BEGIN Records shown

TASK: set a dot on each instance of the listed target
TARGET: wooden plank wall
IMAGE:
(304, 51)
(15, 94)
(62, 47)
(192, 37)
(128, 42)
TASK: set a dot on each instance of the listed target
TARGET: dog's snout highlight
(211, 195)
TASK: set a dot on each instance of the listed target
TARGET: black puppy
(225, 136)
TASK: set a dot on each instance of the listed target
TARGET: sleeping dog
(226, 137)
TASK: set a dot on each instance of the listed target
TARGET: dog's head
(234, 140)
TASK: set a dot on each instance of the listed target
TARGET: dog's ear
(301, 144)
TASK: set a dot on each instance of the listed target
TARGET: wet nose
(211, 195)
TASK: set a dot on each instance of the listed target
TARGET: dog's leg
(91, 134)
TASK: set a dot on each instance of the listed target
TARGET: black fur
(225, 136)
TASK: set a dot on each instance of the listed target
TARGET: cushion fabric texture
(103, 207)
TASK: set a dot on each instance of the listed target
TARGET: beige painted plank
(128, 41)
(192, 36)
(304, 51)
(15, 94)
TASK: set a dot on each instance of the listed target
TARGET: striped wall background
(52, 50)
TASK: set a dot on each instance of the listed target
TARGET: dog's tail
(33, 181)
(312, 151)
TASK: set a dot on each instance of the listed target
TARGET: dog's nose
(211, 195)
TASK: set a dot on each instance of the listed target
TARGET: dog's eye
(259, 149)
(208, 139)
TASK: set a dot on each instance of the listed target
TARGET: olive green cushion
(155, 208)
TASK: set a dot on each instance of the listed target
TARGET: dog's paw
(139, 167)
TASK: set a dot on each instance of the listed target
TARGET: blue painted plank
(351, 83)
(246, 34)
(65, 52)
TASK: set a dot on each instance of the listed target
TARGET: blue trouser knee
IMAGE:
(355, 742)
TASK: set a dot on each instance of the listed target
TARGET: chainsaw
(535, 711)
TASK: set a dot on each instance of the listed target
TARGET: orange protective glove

END Records shown

Instructions to follow
All entries must be repeated verbatim.

Correct result
TASK: set a dot on each instance of the listed target
TARGET: wooden plank wall
IMAGE:
(304, 51)
(15, 94)
(62, 47)
(192, 37)
(128, 42)
TASK: set a dot on each instance of the listed target
TARGET: dog's snout highlight
(211, 195)
TASK: set a dot on each instance of the listed target
TARGET: black puppy
(225, 136)
TASK: set a dot on each instance of the listed target
TARGET: sleeping dog
(226, 137)
TASK: set a dot on each instance of the listed target
TARGET: dog's head
(234, 140)
TASK: set a dot on each instance of the listed target
TARGET: dog's ear
(301, 144)
TASK: set a dot on each instance of the listed target
TARGET: wet nose
(211, 195)
TASK: set a dot on each instance of the listed target
TARGET: dog's leg
(91, 134)
TASK: set a dot on each instance of the listed target
TARGET: black fur
(225, 136)
TASK: set a dot on each instance of the listed target
TARGET: cushion fabric texture
(103, 207)
TASK: set a dot on each instance of the listed target
TARGET: beige painted plank
(128, 41)
(192, 36)
(304, 51)
(15, 94)
TASK: set a dot on each instance of the listed target
TARGET: striped wall background
(52, 50)
TASK: set a dot on each instance of the listed target
TARGET: dog's tail
(33, 181)
(312, 151)
TASK: set a dot on each instance of the listed target
TARGET: dog's nose
(211, 195)
TASK: set a dot on each instance of the listed target
TARGET: dog's eye
(259, 149)
(208, 139)
TASK: set a dot on each instance of the listed target
TARGET: olive green cushion
(155, 208)
TASK: set a dot on each instance of the listed target
TARGET: dog's paw
(139, 167)
TASK: set a dot on each instance of the listed target
TARGET: blue painted plank
(351, 83)
(246, 34)
(65, 52)
TASK: set a dot on each instance of the listed target
TARGET: blue trouser knee
IMAGE:
(355, 742)
TASK: set a dot on each instance of the listed target
TARGET: chainsaw
(535, 711)
TASK: set a dot on each instance of the listed target
TARGET: orange protective glove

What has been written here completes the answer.